───── The input ─────

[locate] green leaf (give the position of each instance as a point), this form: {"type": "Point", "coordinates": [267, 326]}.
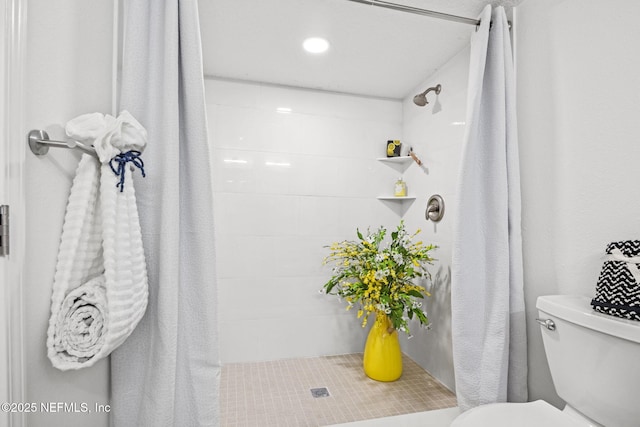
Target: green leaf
{"type": "Point", "coordinates": [415, 293]}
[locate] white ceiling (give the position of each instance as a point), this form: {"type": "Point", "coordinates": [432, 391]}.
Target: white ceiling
{"type": "Point", "coordinates": [374, 51]}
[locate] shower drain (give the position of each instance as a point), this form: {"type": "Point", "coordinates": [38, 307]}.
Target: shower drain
{"type": "Point", "coordinates": [320, 392]}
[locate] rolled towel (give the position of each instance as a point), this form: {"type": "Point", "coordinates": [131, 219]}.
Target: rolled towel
{"type": "Point", "coordinates": [81, 323]}
{"type": "Point", "coordinates": [100, 288]}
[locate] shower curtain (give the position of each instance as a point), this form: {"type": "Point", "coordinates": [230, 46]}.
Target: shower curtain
{"type": "Point", "coordinates": [167, 372]}
{"type": "Point", "coordinates": [488, 317]}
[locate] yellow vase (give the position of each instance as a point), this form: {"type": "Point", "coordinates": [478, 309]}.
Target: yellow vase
{"type": "Point", "coordinates": [382, 355]}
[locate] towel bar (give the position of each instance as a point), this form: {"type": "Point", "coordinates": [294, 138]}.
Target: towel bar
{"type": "Point", "coordinates": [39, 144]}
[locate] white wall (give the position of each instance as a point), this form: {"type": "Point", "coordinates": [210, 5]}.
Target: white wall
{"type": "Point", "coordinates": [578, 107]}
{"type": "Point", "coordinates": [69, 52]}
{"type": "Point", "coordinates": [436, 133]}
{"type": "Point", "coordinates": [273, 221]}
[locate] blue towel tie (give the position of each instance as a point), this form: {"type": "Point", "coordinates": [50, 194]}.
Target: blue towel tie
{"type": "Point", "coordinates": [122, 159]}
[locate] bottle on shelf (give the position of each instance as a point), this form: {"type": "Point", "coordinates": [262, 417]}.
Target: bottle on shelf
{"type": "Point", "coordinates": [400, 188]}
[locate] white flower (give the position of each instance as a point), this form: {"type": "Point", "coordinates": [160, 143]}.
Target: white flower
{"type": "Point", "coordinates": [380, 274]}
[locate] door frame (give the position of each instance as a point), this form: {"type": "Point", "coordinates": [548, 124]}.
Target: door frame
{"type": "Point", "coordinates": [12, 160]}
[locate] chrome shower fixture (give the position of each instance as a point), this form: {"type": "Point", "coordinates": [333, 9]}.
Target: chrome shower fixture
{"type": "Point", "coordinates": [421, 98]}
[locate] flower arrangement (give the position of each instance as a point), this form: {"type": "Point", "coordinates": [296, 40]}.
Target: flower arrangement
{"type": "Point", "coordinates": [379, 277]}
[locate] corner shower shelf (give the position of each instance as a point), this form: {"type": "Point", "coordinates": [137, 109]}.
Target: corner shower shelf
{"type": "Point", "coordinates": [397, 160]}
{"type": "Point", "coordinates": [395, 199]}
{"type": "Point", "coordinates": [398, 204]}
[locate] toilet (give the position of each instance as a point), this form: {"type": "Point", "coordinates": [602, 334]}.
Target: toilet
{"type": "Point", "coordinates": [595, 365]}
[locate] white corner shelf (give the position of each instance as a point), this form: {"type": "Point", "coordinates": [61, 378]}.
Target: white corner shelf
{"type": "Point", "coordinates": [394, 198]}
{"type": "Point", "coordinates": [398, 160]}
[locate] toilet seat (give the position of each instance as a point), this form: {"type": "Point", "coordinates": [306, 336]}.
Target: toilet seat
{"type": "Point", "coordinates": [532, 414]}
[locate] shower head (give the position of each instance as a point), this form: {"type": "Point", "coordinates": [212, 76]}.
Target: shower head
{"type": "Point", "coordinates": [421, 99]}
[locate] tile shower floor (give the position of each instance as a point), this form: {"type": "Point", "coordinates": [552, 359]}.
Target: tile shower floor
{"type": "Point", "coordinates": [279, 393]}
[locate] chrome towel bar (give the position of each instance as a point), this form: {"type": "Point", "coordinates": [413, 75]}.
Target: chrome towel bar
{"type": "Point", "coordinates": [39, 144]}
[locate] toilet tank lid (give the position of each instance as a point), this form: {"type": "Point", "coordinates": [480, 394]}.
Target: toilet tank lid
{"type": "Point", "coordinates": [577, 309]}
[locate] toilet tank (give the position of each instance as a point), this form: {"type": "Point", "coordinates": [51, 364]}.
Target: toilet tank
{"type": "Point", "coordinates": [594, 359]}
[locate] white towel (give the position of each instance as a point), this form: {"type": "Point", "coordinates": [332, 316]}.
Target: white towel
{"type": "Point", "coordinates": [100, 287]}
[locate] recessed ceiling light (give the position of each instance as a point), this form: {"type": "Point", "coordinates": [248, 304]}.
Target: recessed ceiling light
{"type": "Point", "coordinates": [315, 45]}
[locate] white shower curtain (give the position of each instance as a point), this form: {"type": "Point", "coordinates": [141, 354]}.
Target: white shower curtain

─────

Required work ▸
Copy every record above line for line, leaving out the pictures.

Solution to this problem ▸
[locate] green leaf (give the position of each instance as a point), this form: {"type": "Point", "coordinates": [267, 326]}.
Target: green leaf
{"type": "Point", "coordinates": [415, 293]}
[locate] white ceiling (give the position of each instance as a point), this form: {"type": "Point", "coordinates": [432, 391]}.
Target: white ceiling
{"type": "Point", "coordinates": [374, 51]}
[locate] shower drain (give the position of each instance as a point), this form: {"type": "Point", "coordinates": [38, 307]}.
Target: shower drain
{"type": "Point", "coordinates": [320, 392]}
[locate] rolled towel (give the position of each instance as a point), this form: {"type": "Point", "coordinates": [131, 219]}.
Target: rolled towel
{"type": "Point", "coordinates": [81, 323]}
{"type": "Point", "coordinates": [100, 288]}
[locate] shower curtain (give the position of each instance as a point), this form: {"type": "Point", "coordinates": [230, 46]}.
Target: shower curtain
{"type": "Point", "coordinates": [167, 372]}
{"type": "Point", "coordinates": [488, 317]}
[locate] yellow vase (give the position of each instance as a point), this form: {"type": "Point", "coordinates": [478, 309]}.
Target: yellow vase
{"type": "Point", "coordinates": [382, 355]}
[locate] towel bar (give the position of each instance as a point), this form: {"type": "Point", "coordinates": [294, 138]}.
Target: towel bar
{"type": "Point", "coordinates": [39, 144]}
[locate] white wall (give the position of each instance as a point), this form: {"type": "Point", "coordinates": [210, 5]}.
Target: white wall
{"type": "Point", "coordinates": [578, 107]}
{"type": "Point", "coordinates": [69, 52]}
{"type": "Point", "coordinates": [436, 133]}
{"type": "Point", "coordinates": [273, 221]}
[locate] blue towel tie (give the position of each instance as a point), this form: {"type": "Point", "coordinates": [50, 194]}.
Target: blue towel tie
{"type": "Point", "coordinates": [122, 159]}
[locate] bottle on shelf (give the position of each instance as a point), this form: {"type": "Point", "coordinates": [262, 417]}.
Target: bottle on shelf
{"type": "Point", "coordinates": [400, 188]}
[locate] white flower (give the position of each instance as a point), this form: {"type": "Point", "coordinates": [160, 143]}.
Target: white flower
{"type": "Point", "coordinates": [380, 274]}
[locate] door frame (give the position of each instance as a point), this form: {"type": "Point", "coordinates": [548, 124]}.
Target: door frame
{"type": "Point", "coordinates": [12, 160]}
[locate] chrome shower fixture (give the position of each instance as a point), this form: {"type": "Point", "coordinates": [333, 9]}.
Target: chrome shower fixture
{"type": "Point", "coordinates": [421, 98]}
[locate] flower arrangement (give the position of each instance as a point), this form: {"type": "Point", "coordinates": [296, 40]}.
Target: flower arrangement
{"type": "Point", "coordinates": [379, 277]}
[locate] corner shower shelf (give the position of each instance as a point), this form: {"type": "Point", "coordinates": [137, 109]}.
Target: corner shower shelf
{"type": "Point", "coordinates": [397, 160]}
{"type": "Point", "coordinates": [395, 199]}
{"type": "Point", "coordinates": [398, 204]}
[locate] toilet (give the position of each instance as a point), this form: {"type": "Point", "coordinates": [602, 334]}.
Target: toilet
{"type": "Point", "coordinates": [595, 365]}
[locate] white corner shelf (give the position of each instance as a point), this form: {"type": "Point", "coordinates": [61, 378]}.
Target: white corner shelf
{"type": "Point", "coordinates": [394, 198]}
{"type": "Point", "coordinates": [398, 160]}
[locate] toilet seat (give the position of each instance as a point), this form: {"type": "Point", "coordinates": [306, 336]}.
Target: toilet seat
{"type": "Point", "coordinates": [532, 414]}
[locate] shower head (give the position of each instance as a point), this form: {"type": "Point", "coordinates": [212, 76]}.
Target: shower head
{"type": "Point", "coordinates": [421, 99]}
[locate] tile shower floor (give the position of each instance as a point), this form: {"type": "Point", "coordinates": [552, 359]}.
Target: tile shower floor
{"type": "Point", "coordinates": [279, 393]}
[locate] chrome towel bar (give the position of each instance as a point), this form: {"type": "Point", "coordinates": [413, 75]}.
Target: chrome towel bar
{"type": "Point", "coordinates": [39, 144]}
[locate] toilet tank lid (give the position of each instance as a point), this form: {"type": "Point", "coordinates": [480, 394]}.
Target: toilet tank lid
{"type": "Point", "coordinates": [577, 309]}
[locate] toilet tank (give the position of each instance as a point), this form: {"type": "Point", "coordinates": [51, 364]}.
Target: toilet tank
{"type": "Point", "coordinates": [594, 359]}
[locate] white towel (give the position of each instance as a point), this form: {"type": "Point", "coordinates": [332, 316]}.
Target: white towel
{"type": "Point", "coordinates": [100, 287]}
[locate] recessed ceiling light (give the position of each instance as a point), this form: {"type": "Point", "coordinates": [248, 304]}.
Target: recessed ceiling light
{"type": "Point", "coordinates": [315, 45]}
[locate] white shower curtain (give the position of each instance as a point), this form: {"type": "Point", "coordinates": [141, 354]}.
Target: white shower curtain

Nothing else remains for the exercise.